## Stated goal
Continue the letter about taking leadership on climate change, starting right after its last sentence.

## Document passage
· · · · ·

Taking Leadership on Climate Change
Hey Tim!1
I wanted to give you an update on some exciting things I’ve figured out in my life since the care-of-the-environment talk you gave at the East Coast North America Leaders’ Workshop this past year. What you said about deciding to start now and challenging the places where we feel small and powerless, and particularly your direction to talk to five people about climate change, has moved me a lot.
In my sessions I’ve been able to discharge fear more than I typically can. I have also been spurred to work on early discouragement, so I can keep thinking about climate change.
After I got home from the workshop, one of my first climate-change conversations resulted in finding a reading buddy who could help me read Naomi Klein’s This Changes Everything2 without falling asleep or drifting off from restimulation. We read aloud to each other and stayed close, and I shook a bit. I explained a little RC theory and we exchanged some listening. (Reading this book has been a big step for me in learning more about the current situation as well as working on my material3 about reading.)

· · · · ·

## Dataset excerpts
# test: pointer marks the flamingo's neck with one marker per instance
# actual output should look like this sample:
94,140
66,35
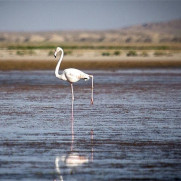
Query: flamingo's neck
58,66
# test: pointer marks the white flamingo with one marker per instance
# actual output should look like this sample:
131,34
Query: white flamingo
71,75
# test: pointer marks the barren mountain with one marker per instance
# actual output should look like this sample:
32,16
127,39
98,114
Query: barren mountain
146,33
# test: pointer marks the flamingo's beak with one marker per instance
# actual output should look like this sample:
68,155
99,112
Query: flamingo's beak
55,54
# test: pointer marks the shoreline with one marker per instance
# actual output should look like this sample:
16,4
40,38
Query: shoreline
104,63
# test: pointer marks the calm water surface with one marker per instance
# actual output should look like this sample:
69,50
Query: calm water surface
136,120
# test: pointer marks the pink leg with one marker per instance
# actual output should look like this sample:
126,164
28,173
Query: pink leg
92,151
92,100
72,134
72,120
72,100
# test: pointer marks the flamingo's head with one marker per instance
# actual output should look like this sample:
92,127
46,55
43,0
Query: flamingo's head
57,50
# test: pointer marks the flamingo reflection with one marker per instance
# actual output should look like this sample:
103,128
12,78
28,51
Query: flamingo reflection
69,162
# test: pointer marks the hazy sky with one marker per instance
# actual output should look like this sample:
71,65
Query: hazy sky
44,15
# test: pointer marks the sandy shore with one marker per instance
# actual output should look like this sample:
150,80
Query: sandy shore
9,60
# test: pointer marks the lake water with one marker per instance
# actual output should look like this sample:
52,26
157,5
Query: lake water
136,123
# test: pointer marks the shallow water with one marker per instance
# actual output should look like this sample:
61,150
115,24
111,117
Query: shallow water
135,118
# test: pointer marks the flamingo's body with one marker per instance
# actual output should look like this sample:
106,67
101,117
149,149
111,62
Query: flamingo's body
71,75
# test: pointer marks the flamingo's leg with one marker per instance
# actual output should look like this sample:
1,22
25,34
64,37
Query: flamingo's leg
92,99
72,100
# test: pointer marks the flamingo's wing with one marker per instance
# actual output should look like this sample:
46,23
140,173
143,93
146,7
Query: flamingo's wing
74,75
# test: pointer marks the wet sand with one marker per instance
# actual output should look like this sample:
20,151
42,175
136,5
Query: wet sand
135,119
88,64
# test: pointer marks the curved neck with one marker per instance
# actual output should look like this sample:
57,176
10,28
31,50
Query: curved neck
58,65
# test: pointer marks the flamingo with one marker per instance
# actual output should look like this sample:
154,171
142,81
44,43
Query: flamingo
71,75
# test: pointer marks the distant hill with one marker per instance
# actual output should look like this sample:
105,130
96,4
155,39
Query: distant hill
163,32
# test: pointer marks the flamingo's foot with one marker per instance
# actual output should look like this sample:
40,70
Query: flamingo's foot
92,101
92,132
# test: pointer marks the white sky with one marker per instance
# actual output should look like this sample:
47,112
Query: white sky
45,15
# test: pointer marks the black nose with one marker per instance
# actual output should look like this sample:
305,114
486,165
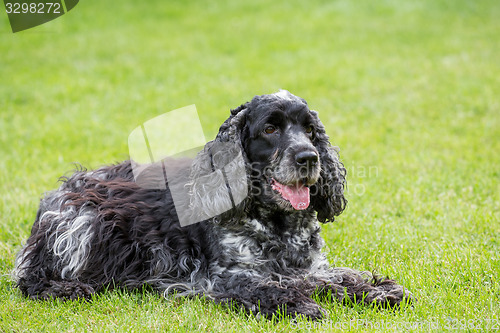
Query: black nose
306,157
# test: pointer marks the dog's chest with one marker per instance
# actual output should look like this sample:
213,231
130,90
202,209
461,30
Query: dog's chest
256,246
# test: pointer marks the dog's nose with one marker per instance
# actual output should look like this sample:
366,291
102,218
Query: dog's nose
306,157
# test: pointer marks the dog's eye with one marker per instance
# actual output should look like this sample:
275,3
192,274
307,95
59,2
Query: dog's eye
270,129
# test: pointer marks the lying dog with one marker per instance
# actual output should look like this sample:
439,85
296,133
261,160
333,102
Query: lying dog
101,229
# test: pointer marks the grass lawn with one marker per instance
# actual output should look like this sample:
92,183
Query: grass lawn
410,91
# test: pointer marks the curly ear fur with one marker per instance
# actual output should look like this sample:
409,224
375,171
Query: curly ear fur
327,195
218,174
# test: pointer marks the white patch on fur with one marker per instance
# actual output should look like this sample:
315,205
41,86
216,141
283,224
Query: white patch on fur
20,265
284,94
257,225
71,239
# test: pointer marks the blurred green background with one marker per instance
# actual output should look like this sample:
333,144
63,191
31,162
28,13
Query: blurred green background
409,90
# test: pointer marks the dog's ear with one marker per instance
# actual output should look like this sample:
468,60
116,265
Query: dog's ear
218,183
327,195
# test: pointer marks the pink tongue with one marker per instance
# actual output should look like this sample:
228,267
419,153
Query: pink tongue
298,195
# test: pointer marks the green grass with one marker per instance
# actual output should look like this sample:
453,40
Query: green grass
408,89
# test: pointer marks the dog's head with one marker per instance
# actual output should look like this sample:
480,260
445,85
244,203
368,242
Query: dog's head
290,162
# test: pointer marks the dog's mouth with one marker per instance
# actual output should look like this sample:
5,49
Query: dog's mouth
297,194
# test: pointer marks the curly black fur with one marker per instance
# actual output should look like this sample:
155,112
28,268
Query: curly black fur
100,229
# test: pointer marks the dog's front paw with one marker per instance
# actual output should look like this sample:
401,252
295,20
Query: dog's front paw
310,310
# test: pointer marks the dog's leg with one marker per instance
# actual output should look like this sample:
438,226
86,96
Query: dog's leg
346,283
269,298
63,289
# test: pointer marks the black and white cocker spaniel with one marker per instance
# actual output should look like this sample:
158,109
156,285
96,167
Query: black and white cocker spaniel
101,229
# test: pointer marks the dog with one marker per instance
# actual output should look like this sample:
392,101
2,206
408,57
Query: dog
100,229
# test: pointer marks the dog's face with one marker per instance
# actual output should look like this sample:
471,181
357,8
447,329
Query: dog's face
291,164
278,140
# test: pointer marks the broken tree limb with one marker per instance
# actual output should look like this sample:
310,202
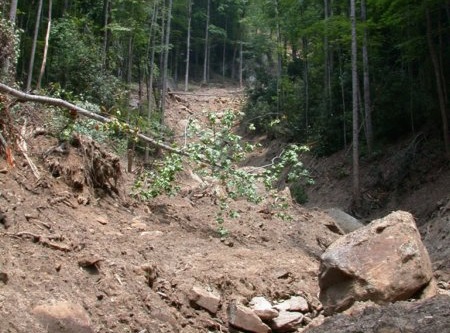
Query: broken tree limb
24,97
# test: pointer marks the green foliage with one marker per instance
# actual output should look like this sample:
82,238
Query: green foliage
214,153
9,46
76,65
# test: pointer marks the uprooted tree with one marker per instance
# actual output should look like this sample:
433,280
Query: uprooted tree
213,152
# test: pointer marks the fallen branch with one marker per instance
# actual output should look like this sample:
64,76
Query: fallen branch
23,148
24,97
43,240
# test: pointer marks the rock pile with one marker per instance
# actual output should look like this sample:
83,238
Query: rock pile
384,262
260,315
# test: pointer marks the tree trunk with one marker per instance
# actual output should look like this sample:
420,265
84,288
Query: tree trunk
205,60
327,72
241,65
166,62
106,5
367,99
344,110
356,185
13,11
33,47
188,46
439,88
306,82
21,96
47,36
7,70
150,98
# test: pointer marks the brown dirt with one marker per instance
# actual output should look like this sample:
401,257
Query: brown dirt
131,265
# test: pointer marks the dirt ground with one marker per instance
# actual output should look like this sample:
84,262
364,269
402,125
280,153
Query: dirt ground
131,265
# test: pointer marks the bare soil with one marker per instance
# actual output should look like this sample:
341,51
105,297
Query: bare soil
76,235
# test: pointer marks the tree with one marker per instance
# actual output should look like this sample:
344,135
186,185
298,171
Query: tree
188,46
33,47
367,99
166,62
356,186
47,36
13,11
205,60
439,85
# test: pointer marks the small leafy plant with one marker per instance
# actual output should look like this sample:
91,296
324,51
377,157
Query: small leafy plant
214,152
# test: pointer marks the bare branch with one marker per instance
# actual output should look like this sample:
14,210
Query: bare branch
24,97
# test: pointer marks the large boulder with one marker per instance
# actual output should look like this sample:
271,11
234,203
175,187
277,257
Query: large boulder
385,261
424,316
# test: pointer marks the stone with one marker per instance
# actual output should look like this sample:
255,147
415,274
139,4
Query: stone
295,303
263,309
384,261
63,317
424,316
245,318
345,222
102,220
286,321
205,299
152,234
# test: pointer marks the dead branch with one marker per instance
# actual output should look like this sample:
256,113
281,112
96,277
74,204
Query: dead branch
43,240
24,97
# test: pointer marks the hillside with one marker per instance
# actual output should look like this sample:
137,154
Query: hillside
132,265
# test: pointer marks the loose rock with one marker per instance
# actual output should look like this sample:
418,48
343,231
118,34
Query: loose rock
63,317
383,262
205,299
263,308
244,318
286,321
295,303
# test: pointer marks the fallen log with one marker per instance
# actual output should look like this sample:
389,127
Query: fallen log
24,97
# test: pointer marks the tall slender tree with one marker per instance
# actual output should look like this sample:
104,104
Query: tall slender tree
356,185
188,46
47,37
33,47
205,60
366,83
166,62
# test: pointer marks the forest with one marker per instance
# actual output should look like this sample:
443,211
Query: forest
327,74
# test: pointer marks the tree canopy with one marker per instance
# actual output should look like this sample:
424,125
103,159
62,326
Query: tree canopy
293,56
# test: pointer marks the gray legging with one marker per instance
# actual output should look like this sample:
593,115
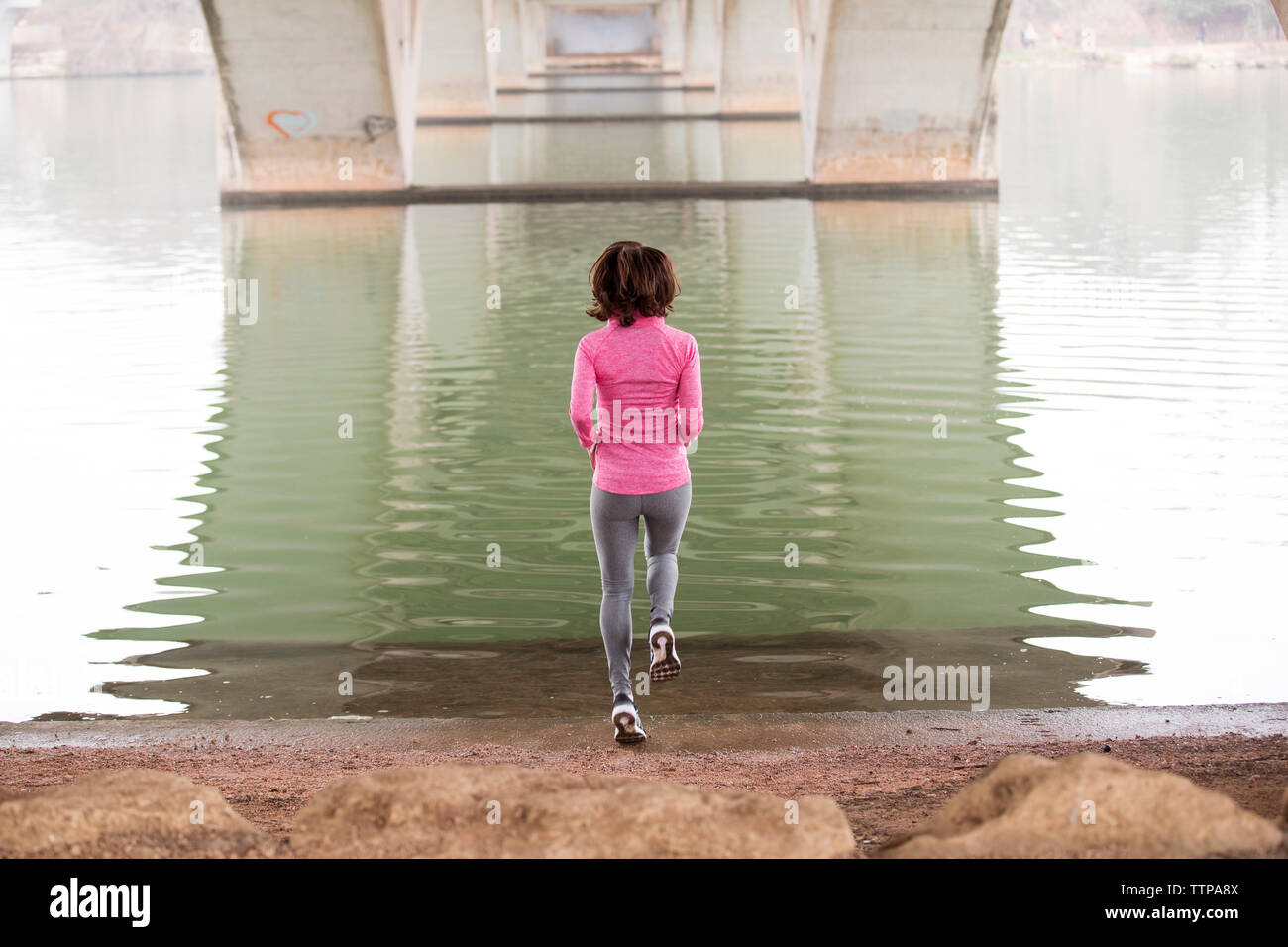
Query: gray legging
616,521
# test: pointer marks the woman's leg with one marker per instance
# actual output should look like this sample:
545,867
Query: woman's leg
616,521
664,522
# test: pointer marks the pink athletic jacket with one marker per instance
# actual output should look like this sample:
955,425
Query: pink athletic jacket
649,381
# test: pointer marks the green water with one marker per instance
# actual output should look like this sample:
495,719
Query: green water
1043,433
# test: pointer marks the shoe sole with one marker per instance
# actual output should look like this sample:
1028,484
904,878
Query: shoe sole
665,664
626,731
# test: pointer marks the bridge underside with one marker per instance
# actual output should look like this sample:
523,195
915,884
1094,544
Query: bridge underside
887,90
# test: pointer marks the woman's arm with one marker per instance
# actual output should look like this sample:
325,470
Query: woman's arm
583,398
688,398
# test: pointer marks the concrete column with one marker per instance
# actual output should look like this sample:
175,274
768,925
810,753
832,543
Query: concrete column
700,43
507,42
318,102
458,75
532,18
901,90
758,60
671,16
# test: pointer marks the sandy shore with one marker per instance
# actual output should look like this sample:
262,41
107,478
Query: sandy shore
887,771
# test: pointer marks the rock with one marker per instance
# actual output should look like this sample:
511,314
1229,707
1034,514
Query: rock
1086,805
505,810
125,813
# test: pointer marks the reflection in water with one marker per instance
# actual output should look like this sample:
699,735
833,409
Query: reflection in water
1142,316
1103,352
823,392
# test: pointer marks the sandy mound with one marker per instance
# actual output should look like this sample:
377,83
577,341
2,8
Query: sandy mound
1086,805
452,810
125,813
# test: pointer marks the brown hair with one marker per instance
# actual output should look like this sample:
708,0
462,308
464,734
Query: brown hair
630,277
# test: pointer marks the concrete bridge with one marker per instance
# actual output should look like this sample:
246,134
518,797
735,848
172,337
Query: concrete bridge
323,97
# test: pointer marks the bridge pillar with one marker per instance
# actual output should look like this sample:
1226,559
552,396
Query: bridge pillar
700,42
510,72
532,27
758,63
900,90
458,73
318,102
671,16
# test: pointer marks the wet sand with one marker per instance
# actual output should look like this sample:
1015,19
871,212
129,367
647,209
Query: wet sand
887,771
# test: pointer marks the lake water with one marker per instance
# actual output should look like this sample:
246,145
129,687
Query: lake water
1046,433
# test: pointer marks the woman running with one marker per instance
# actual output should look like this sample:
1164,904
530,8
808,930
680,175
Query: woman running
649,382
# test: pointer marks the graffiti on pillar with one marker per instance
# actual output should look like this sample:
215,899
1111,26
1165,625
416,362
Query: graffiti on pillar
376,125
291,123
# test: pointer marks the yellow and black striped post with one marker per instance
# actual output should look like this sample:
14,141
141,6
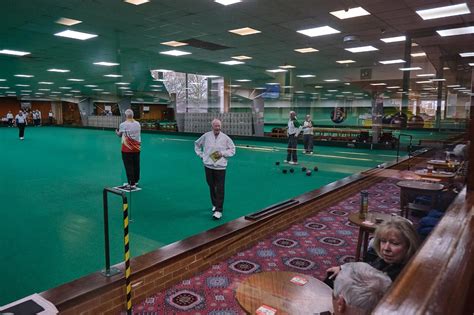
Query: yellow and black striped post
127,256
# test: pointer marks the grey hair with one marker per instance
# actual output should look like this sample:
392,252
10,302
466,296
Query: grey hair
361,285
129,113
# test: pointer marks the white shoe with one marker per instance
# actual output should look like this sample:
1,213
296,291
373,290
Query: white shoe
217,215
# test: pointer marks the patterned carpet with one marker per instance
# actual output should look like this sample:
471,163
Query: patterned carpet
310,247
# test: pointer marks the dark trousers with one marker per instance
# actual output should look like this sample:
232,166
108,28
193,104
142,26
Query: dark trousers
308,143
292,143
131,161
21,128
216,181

· · · · ·

## Result for this exercise
I kept having conversations and listening to people. I would start out by saying, “So what are we going to do about the climate crisis?” Often people’s first response was feeling overwhelmed and discouraged. I would ask, “So if you didn’t feel overwhelmed and discouraged, what do you think you would do or want to see happen?” and they would be able to talk a lot about their thinking!
In my conversations I often mentioned the book I was reading. Then with encouragement from some friends, I offered to organize a climate-change discussion group with Klein’s book as the text. After telling some people about it, I got scared and discouraged and didn’t do anything to pursue it. But luckily, some of the people I’d spoken to asked, “So when is it happening?” and said they’d like to join. They were telling their friends, too.
So I made it happen. We were scheduled to meet three times, every other week. I encouraged people to read the book, but I also welcomed them to come to the group even if they hadn’t read it. And I told them to come to the first meeting even if they couldn’t commit to the rest. Ten people showed up4, and consistently came to each one! The group was mostly young adults and a few parents. Most of them had not previously taken action on climate change or even talked much about it.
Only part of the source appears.